8 Amazing Things That Happen To Your Body When You Quit Eating Processed Food

ICYMI: A new study published by the journal BMJ Open dropped a serious truth-bomb earlier this month: 58 percent of the food Americans eat is considered “ultra-processed” (a.k.a. loaded with sugars, oils, and funky chemicals you can’t pronounce.)

Just because you’re not chowing down on orange-as-hell cheese puffs and candy bars, doesn’t mean you’re off the hook, either. “Technically, any food that’s not straight from the tree or the ground is processed,” says Keri Glassman, R.D. If an ingredient list includes preservatives, artificial ingredients, or added sugar (just to name a few), you better believe it doesn’t qualify as “clean eats.”

That means your average breakfast cereal, the bread in your pantry, and even your afternoon protein bar—all processed. Since we know ditching diet sodamakes your bod super happy, we wondered: Could we all benefit from purging processed foods from our life, too? Here’s what might go down in the first few days…and further down the road.

IN THE FIRST FEW DAYS

“Ingredients in processed food like MSG, nitrates, and nitrites often cause migraines,” says Tanya Zuckerbot, R.D., CEO and author of the F-Factor Diet. Eating something that contains one of these ingredients—like a hot dog or even lunch meat—could trigger misery within 20 minutes.

Your bedtime snack could be seriously messing with your sleep. “Processed carbs like cookies, pretzels, and ice cream spike your blood sugar,” says Zuckerbot. That’s a problem when your blood sugar then crashes in the middle of the night, waking you up, and signaling that you need a midnight snack.

Another sleep-stealer is sodium. Salty foods like chips and snack mixes can dehydrate you enough that you’ll wake up thirsty.

“A diet high in processed foods might cause anything from bloating to gas to diarrhea,” says Glassman. Fun! While sodium makes you retain water and feel puffy AF, artificial ingredients can be hard for our bodies to break down, hence the gas and poo problems.

——

§ **Check your understanding**
1/ According to the processed-food article, what percentage of the food Americans eat is considered ultra-processed?
2/ Name every ingredient in processed food that the processed-food article says often causes migraines.

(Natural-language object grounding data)

——

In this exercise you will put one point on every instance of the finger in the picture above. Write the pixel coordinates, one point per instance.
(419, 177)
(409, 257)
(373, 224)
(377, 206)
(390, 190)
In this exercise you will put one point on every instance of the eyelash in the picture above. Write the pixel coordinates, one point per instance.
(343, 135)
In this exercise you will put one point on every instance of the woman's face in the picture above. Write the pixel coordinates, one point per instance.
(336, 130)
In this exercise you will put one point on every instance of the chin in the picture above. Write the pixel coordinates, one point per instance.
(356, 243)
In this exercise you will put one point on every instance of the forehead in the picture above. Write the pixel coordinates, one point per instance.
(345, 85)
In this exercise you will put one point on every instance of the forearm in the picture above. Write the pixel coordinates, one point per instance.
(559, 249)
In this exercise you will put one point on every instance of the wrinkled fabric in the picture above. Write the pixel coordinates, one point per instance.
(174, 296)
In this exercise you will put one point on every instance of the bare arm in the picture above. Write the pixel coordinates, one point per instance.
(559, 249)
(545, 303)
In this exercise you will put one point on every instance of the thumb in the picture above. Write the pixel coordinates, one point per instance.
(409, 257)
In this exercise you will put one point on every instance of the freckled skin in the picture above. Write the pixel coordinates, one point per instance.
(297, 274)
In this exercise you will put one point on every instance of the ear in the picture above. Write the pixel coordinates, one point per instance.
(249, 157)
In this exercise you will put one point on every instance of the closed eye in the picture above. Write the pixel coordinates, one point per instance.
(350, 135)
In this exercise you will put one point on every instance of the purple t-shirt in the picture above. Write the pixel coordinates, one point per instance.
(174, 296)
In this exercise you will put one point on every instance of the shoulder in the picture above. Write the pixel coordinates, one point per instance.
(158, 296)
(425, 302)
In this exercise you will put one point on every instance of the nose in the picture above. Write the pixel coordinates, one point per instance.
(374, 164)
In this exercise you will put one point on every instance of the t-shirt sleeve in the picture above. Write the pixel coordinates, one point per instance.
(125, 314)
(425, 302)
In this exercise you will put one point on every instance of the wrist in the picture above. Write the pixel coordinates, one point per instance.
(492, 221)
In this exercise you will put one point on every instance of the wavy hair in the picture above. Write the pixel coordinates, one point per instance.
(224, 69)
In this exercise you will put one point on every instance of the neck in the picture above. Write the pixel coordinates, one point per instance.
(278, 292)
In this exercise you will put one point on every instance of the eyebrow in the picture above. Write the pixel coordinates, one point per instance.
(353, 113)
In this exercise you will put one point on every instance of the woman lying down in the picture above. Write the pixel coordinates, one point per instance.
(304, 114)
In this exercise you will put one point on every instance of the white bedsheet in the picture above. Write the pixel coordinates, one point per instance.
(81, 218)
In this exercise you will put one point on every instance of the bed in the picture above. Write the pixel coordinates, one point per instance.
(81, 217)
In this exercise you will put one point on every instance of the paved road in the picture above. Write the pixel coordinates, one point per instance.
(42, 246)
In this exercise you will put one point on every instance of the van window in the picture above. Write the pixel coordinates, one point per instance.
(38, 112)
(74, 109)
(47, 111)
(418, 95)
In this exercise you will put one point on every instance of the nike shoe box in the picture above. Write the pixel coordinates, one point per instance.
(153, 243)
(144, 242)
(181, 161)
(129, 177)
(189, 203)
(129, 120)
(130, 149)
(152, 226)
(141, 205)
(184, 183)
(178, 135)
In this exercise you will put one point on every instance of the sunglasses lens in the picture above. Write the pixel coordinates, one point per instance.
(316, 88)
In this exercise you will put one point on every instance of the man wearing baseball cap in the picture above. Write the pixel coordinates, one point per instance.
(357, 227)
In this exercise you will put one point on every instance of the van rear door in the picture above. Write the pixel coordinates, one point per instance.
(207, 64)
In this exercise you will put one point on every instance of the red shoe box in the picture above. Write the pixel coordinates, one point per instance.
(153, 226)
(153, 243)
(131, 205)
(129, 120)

——

§ **Answers to this exercise**
1/ 58 percent

2/ MSG, nitrates, and nitrites